TASK TO CARRY OUT: Pick up the blog post below about the boys' doctor visits where it stops, adding a few more items about life right now in the same voice.

SOURCE DOCUMENT:

May 30, 2007 by Marj Hatzell
I’ve been named several times on various blawgs to do one of those, GASP, memes. I won’t do seven, or eight, or nine. In fact, I won’t number them out of protest against memes. But if you abso-smurfly insist, here are a few things about my life right now:
- Yesterday I took Bugaboo to the Ophthalmologist, who says that Bugaboo is far-sighted. Just like his Dada. He doesn’t need glasses yet, thank goodness. Could you picture it?
- Today I took both boys to the new Neuro. We like him, although since our last Neuro was the end-all-beat-all of Neurologists, I will compare each and every subsequent Neuro with him from now until eternity. I did, however, LOVE the Nurse Practitioner he works with. Not in a girl-on-girl kind of way, but a respect-for-the-amazing-and-funky-person-who-loves-kids kinda way.

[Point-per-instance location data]
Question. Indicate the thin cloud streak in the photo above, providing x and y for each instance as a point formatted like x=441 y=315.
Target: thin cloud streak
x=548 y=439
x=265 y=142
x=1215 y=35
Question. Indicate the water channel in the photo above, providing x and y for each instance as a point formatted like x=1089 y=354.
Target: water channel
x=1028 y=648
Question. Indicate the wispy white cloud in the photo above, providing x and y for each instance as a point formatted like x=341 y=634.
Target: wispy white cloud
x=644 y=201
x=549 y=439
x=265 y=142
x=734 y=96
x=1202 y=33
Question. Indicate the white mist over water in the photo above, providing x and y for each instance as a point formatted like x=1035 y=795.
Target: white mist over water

EXERCISE OUTPUT:
- Bugaboo’s behavior is out of control right now. Hand biting, head banging (on soft things, but STILL terrifying) and screaming non-stop for hours. Today the Neuro was able to witness some of it and we made the decision to start the new behavior meds this week. This terrifies me. I did not want it to come to this but we are trying to look at it from a “temporary” standpoint. We have done everything else we can do. Doctors, nutrition, specialists, wraparound, therapy, you name it. We have no other options. Even still,once I took him to school he smiled, laughed, hugged and kissed. He is still the happiest child on the planet. Well, most of the time. Not at 3am. Nope, not at 4 am, either.
- Bug Boy is in the clear, will continue on his seizure meds, although we pulled him off the allergy meds. He had a paradoxical reaction and because anxious and hyper (well, that is nothing new).
- I had two moles removed today, both of which are suspicious. I have a growth on my nose that may possibly be a basal cell carcinoma. It is being freeze dried for a few weeks to see if we can shrink it and then it will be biopsied so that we don’t have to take a dime-sized chunk outta my nose. ‘Cause no one wants to see the inside of this spooky honker.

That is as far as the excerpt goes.